Extract provided:
####

8.    CONFIDENTIALITY

  1. Definition of Confidential Information. As used herein, " Confidential Information" means all confidential information disclosed by a party ("Disclosing Party") to the other party ("Receiving Party"), whether orally or in writing, that is designated as confidential or that reasonably should be understood to be confidential given the nature of the information and the circumstances of disclosure. Your Confidential Information shall include Your Data; Our Confidential Information shall include the Services; and Confidential Information of each party shall include the terms and conditions of this Agreement and the Subscription Form, as well as business and marketing plans, technology and technical information, product plans and designs, and business processes disclosed by such party. However, Confidential Information (other than Your Data) shall not include any information that (i) is or becomes generally known to the public without breach of any obligation owed to the Disclosing Party, (ii) was known to the Receiving Party prior to its disclosure by the Disclosing Party without breach of any obligation owed to the Disclosing Party, (iii) is received from a third party without breach of any obligation owed to the Disclosing Party, or (iv) was independently developed by the Receiving Party.
     

  2. Protection of Confidential Information. Except as otherwise permitted in writing by the Disclosing Party, (i) the Receiving Party shall use the same degree of care that it uses to protect the confidentiality of its own confidential information of like kind (but in no event less than reasonable care) not to disclose or use any Confidential Information of the Disclosing Party for any purpose outside the scope of this Agreement and the Subscription Form , and (ii) the Receiving Party shall limit access to Confidential Information of the Disclosing Party to those of its employees, contractors and agents who need such access for purposes consistent with this Agreement and the Subscription Form who have signed confidentiality agreements with the Receiving Party containing protections no less stringent than those herein.

####

Excerpted records:
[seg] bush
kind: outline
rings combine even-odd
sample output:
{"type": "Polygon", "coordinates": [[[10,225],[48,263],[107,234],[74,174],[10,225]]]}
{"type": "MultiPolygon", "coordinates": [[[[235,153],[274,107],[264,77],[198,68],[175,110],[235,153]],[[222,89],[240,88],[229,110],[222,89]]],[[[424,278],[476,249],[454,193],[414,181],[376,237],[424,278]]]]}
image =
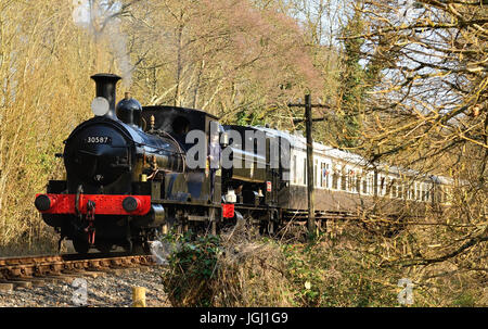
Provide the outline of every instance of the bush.
{"type": "MultiPolygon", "coordinates": [[[[277,244],[234,228],[220,238],[170,235],[181,246],[163,273],[174,306],[293,306],[285,258],[277,244]]],[[[166,242],[167,242],[166,241],[166,242]]]]}

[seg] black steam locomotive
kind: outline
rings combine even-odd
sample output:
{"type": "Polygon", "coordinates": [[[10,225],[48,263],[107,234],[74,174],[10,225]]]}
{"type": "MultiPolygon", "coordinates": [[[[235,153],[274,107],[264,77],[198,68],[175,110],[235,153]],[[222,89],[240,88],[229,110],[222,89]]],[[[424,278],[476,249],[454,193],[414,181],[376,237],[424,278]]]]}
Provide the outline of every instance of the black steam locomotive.
{"type": "MultiPolygon", "coordinates": [[[[43,220],[61,233],[60,244],[72,240],[79,253],[116,245],[147,251],[149,242],[170,227],[216,233],[246,220],[272,233],[284,222],[307,219],[303,137],[269,127],[221,126],[194,109],[141,106],[127,93],[115,106],[120,77],[92,79],[95,117],[76,127],[57,154],[66,180],[50,180],[35,201],[43,220]],[[198,142],[189,138],[191,131],[203,136],[203,166],[189,165],[198,142]],[[254,138],[259,134],[264,143],[254,138]],[[210,166],[207,154],[216,135],[221,154],[230,151],[231,166],[210,166]]],[[[319,143],[313,143],[313,167],[318,220],[368,212],[378,203],[395,218],[404,208],[422,214],[449,204],[453,184],[319,143]]]]}
{"type": "MultiPolygon", "coordinates": [[[[185,141],[188,131],[208,138],[214,126],[221,134],[217,117],[184,107],[142,107],[127,93],[115,106],[120,77],[91,78],[95,117],[76,127],[57,154],[66,180],[50,180],[47,193],[35,200],[43,220],[61,233],[60,243],[72,240],[78,253],[108,252],[115,245],[146,250],[168,227],[215,233],[224,219],[236,219],[233,203],[222,202],[222,170],[213,177],[208,162],[193,169],[185,164],[193,145],[185,141]]],[[[231,178],[232,170],[224,175],[231,178]]]]}

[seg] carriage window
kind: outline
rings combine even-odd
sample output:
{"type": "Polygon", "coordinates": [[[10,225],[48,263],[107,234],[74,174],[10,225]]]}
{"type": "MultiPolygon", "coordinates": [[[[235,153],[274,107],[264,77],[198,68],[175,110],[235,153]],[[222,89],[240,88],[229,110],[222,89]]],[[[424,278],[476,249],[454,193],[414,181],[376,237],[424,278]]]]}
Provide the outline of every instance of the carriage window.
{"type": "Polygon", "coordinates": [[[304,159],[304,184],[307,185],[307,157],[304,159]]]}
{"type": "Polygon", "coordinates": [[[354,170],[347,172],[347,187],[348,187],[349,191],[354,192],[354,190],[355,190],[355,173],[354,173],[354,170]]]}
{"type": "Polygon", "coordinates": [[[386,191],[385,191],[385,195],[389,197],[389,194],[391,193],[391,182],[389,180],[389,178],[386,178],[386,191]]]}
{"type": "Polygon", "coordinates": [[[298,163],[296,162],[296,155],[293,155],[293,182],[297,184],[298,182],[298,178],[297,178],[297,173],[296,173],[296,167],[298,166],[298,163]]]}
{"type": "Polygon", "coordinates": [[[341,189],[343,191],[345,191],[346,187],[347,187],[347,176],[346,176],[346,173],[343,172],[342,175],[341,175],[341,189]]]}
{"type": "Polygon", "coordinates": [[[391,179],[391,197],[393,198],[397,198],[397,180],[396,179],[391,179]]]}
{"type": "Polygon", "coordinates": [[[332,174],[332,188],[334,190],[338,189],[338,174],[336,172],[334,172],[334,174],[332,174]]]}
{"type": "Polygon", "coordinates": [[[313,177],[313,180],[314,180],[314,185],[318,187],[320,174],[317,173],[317,167],[318,167],[318,162],[316,160],[316,164],[313,165],[313,173],[314,173],[316,177],[313,177]]]}

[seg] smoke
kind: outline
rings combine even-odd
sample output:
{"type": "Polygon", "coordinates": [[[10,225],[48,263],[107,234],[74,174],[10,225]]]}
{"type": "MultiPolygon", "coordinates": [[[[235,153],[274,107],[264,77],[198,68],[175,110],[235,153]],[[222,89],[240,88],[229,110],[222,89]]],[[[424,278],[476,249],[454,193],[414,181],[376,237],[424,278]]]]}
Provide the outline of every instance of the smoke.
{"type": "Polygon", "coordinates": [[[86,28],[94,38],[107,41],[111,52],[120,69],[123,85],[129,88],[132,84],[133,65],[127,52],[127,36],[121,31],[121,3],[110,0],[73,0],[73,21],[77,26],[86,28]]]}

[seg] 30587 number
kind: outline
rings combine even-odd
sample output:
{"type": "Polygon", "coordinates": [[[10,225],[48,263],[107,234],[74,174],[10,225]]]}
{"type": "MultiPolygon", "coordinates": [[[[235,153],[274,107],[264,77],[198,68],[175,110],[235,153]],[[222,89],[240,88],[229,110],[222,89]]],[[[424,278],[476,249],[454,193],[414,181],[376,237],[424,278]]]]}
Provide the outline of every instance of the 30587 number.
{"type": "Polygon", "coordinates": [[[85,142],[90,144],[110,144],[111,138],[106,136],[88,136],[85,142]]]}

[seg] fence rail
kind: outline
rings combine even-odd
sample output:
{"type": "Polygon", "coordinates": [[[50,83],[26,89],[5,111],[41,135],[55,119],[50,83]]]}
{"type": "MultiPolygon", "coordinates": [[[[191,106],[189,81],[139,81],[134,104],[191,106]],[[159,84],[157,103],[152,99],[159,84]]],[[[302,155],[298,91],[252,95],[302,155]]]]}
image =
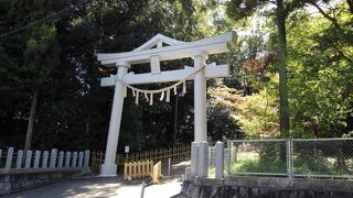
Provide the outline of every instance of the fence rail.
{"type": "Polygon", "coordinates": [[[227,175],[353,178],[353,139],[227,142],[227,175]]]}
{"type": "Polygon", "coordinates": [[[0,170],[11,168],[64,168],[64,167],[88,167],[89,151],[63,152],[53,148],[49,151],[28,151],[13,147],[8,151],[0,150],[0,170]]]}
{"type": "MultiPolygon", "coordinates": [[[[142,161],[167,161],[168,158],[180,160],[190,157],[190,145],[168,147],[161,150],[150,150],[137,153],[118,154],[116,156],[116,163],[118,168],[121,168],[125,163],[142,162],[142,161]]],[[[100,166],[104,163],[104,152],[93,152],[90,168],[94,173],[99,173],[100,166]]]]}

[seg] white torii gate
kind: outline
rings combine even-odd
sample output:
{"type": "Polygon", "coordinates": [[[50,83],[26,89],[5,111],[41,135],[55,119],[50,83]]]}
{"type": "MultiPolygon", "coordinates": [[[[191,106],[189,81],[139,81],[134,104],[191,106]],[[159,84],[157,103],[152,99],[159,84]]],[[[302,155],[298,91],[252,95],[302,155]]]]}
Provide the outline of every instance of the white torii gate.
{"type": "MultiPolygon", "coordinates": [[[[118,68],[117,75],[101,78],[100,84],[101,87],[115,86],[106,155],[104,164],[101,165],[100,176],[116,176],[117,173],[115,158],[127,86],[130,87],[130,85],[137,84],[168,82],[179,80],[185,81],[194,79],[194,140],[195,142],[206,141],[206,79],[227,77],[229,75],[229,67],[228,65],[205,65],[205,61],[211,54],[228,52],[229,47],[235,43],[235,32],[228,32],[222,35],[206,37],[194,42],[181,42],[167,37],[162,34],[157,34],[143,45],[131,52],[97,54],[97,58],[101,65],[118,68]],[[163,43],[168,46],[163,46],[163,43]],[[186,57],[194,59],[194,67],[185,66],[184,69],[179,70],[160,70],[160,62],[186,57]],[[151,64],[151,73],[127,73],[131,65],[142,63],[151,64]]],[[[162,97],[164,95],[163,91],[152,91],[150,94],[150,100],[153,99],[152,95],[157,92],[161,92],[162,97]]],[[[168,90],[167,96],[169,97],[169,95],[170,92],[168,90]]],[[[136,97],[138,102],[138,92],[136,97]]],[[[167,99],[167,101],[169,99],[167,99]]]]}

####

Written task A:
Answer these from the confidentiality clause:
(i) What does Your Confidential Information include?
(ii) What is the least degree of care the Receiving Party may use?
(iii) Besides needing access, what must the Receiving Party's employees, contractors and agents have done to be given access?
Written task B:
Swap "outline" for "contour" in the lines of the entries that begin at the line containing "[seg] black steam locomotive" and stop after the line containing "Provide the outline of every instance of the black". Give only those lines.

Response A:
(i) Your Data.
(ii) Reasonable care.
(iii) Signed confidentiality agreements with the Receiving Party containing protections no less stringent than those in the Agreement.

Response B:
[seg] black steam locomotive
kind: contour
rings combine even-odd
sample output:
{"type": "Polygon", "coordinates": [[[10,225],[48,263],[107,234],[74,174],[10,225]]]}
{"type": "MultiPolygon", "coordinates": [[[[235,153],[274,107],[264,77],[198,68],[175,110],[235,153]],[[222,89],[240,88],[229,110],[222,89]]],[[[424,278],[476,249],[454,193],[414,181],[376,237],[424,278]]]]}
Provide the contour of every instance of the black steam locomotive.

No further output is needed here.